##### EXTRACT

In that case how about we just have each waiter only wait max X seconds,
if the number of concurrent ongoing modprobe calls hasn't reduced by
a single digit in X seconds we give up on request_module() for the
module and clearly indicate what happened.

Matt, can you test?

Note I've used wait_event_killable_timeout() to only accept SIGKILL
for now. I've seen issues wit SIGCHILD and at modprobe this could
even be a bigger issue, so this would restrict the signals received
*only* to SIGKILL.

It would be good to come up with a simple test case for this in
tools/testing/selftests/kmod/kmod.sh

Luis

diff --git a/include/linux/wait.h b/include/linux/wait.h
index 5b74e36c0ca8..dc19880c02f5 100644
--- a/include/linux/wait.h
+++ b/include/linux/wait.h
@@ -757,6 +757,43 @@ extern int do_wait_intr_irq(wait_queue_head_t *, wait_queue_entry_t *);
__ret; \
})

+#define __wait_event_killable_timeout(wq_head, condition, timeout) \
+ ___wait_event(wq_head, ___wait_cond_timeout(condition), \
+ TASK_KILLABLE, 0, timeout, \
+ __ret = schedule_timeout(__ret))
+
+/**
+ * wait_event_killable_timeout - sleep until a condition gets true or a timeout elapses
+ * @wq_head: the waitqueue to wait on
+ * @condition: a C expression for the event to wait for
+ * @timeout: timeout, in jiffies
+ *
+ * The process is put to sleep (TASK_KILLABLE) until the
+ * @condition evaluates to true or a kill signal is received.
+ * The @condition is checked each time the waitqueue @wq_head is woken up.
+ *
+ * wake_up() has to be called after changing any variable that could
+ * change the result of the wait condition.

##########
##### MATERIAL SHOWN

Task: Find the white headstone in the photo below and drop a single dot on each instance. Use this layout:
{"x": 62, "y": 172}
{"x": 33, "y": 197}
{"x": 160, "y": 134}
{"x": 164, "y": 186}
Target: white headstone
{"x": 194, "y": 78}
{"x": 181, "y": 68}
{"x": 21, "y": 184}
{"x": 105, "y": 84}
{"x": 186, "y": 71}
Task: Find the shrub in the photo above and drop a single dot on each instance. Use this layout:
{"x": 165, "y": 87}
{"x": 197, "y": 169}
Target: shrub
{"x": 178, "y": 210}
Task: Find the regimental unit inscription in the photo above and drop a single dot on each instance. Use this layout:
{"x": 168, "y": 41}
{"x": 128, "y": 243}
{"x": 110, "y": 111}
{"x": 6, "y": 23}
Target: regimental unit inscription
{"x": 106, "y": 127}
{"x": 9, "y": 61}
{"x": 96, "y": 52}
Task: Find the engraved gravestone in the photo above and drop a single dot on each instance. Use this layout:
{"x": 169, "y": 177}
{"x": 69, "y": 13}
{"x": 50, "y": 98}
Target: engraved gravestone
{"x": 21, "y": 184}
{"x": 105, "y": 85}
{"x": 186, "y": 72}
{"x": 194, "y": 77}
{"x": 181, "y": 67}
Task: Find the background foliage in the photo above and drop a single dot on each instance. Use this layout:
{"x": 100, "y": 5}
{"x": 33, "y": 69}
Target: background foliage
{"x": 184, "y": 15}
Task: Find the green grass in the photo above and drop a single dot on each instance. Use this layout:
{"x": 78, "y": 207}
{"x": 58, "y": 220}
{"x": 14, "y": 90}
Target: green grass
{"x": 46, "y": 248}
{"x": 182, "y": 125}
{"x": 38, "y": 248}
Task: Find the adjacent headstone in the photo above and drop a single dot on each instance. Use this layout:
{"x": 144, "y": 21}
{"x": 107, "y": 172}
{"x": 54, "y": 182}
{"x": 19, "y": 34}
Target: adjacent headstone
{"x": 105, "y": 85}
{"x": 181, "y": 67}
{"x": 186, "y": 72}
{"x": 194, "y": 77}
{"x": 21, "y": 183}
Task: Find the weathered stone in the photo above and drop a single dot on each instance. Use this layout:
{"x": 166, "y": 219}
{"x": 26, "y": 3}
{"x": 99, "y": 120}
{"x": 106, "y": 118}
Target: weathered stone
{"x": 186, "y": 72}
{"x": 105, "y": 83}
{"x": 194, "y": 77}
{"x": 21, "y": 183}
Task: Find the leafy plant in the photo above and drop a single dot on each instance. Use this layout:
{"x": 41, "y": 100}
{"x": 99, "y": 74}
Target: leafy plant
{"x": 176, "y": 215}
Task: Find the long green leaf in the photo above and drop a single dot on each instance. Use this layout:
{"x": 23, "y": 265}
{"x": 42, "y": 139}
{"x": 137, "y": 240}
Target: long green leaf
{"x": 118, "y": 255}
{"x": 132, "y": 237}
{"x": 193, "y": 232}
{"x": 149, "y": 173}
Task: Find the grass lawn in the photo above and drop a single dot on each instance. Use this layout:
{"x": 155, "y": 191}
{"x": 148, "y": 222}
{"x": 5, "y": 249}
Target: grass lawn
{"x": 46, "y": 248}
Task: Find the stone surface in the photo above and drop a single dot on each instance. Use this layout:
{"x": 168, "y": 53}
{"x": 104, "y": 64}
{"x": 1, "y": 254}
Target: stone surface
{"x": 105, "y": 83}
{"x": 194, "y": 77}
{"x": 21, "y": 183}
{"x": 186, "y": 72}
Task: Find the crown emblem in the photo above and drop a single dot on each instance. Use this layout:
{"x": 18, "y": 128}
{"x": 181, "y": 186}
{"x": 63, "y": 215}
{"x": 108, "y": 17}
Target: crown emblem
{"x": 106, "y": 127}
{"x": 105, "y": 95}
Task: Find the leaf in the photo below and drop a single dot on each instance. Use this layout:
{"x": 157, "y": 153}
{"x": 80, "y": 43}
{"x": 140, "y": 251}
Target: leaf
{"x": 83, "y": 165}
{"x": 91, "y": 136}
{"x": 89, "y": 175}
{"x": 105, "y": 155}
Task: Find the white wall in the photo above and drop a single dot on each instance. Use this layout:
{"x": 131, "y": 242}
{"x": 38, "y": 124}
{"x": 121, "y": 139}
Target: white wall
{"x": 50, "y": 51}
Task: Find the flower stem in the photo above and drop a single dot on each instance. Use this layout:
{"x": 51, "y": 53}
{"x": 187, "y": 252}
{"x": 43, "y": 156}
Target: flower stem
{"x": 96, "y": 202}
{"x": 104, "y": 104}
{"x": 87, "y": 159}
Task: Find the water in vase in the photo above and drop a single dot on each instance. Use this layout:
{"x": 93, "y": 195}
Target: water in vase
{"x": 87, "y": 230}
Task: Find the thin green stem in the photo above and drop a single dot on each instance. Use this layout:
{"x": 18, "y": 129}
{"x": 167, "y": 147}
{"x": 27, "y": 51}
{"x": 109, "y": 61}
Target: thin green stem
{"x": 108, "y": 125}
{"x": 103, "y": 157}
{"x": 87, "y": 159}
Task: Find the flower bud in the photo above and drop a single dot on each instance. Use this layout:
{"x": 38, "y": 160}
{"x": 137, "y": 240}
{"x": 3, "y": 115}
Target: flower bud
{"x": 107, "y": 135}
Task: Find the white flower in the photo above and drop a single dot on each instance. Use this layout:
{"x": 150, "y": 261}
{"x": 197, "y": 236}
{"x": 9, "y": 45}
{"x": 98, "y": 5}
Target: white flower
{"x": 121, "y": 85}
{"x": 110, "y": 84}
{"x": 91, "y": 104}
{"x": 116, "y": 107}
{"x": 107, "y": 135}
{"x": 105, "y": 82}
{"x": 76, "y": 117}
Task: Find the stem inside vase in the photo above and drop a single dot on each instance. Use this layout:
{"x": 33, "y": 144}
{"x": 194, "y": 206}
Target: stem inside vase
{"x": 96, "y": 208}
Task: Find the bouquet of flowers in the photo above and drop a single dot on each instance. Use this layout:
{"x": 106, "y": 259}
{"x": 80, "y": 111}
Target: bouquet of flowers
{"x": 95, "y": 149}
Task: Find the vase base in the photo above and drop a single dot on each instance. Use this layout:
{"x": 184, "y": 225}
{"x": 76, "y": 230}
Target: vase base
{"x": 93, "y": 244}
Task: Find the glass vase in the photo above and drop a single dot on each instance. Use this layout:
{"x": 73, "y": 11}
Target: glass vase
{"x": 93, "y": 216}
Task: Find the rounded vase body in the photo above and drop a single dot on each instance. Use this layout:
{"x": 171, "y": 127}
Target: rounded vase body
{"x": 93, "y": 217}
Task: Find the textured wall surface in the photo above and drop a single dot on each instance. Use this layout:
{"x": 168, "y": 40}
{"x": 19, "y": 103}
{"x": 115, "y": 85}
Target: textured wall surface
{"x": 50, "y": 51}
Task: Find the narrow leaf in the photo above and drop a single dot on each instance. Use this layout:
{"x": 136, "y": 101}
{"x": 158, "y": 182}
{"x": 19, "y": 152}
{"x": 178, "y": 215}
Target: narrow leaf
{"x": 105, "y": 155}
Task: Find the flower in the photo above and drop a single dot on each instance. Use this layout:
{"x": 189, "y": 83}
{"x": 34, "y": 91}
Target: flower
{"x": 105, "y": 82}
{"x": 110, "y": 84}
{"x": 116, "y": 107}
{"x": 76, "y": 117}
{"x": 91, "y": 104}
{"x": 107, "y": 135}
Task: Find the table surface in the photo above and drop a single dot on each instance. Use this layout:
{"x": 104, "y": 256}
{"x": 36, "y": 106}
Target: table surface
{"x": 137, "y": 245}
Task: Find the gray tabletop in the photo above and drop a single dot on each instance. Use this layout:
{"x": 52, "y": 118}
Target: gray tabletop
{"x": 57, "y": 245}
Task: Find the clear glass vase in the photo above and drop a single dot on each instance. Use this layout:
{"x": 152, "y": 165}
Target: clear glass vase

##########

* **TASK OBJECTIVE**
Reproduce the part of the mailing-list post starting at "In that case" and ending at "can you test?". Work only from the mailing-list post, not from the listing.

* **EXERCISE OUTPUT**
In that case how about we just have each waiter only wait max X seconds,
if the number of concurrent ongoing modprobe calls hasn't reduced by
a single digit in X seconds we give up on request_module() for the
module and clearly indicate what happened.

Matt, can you test?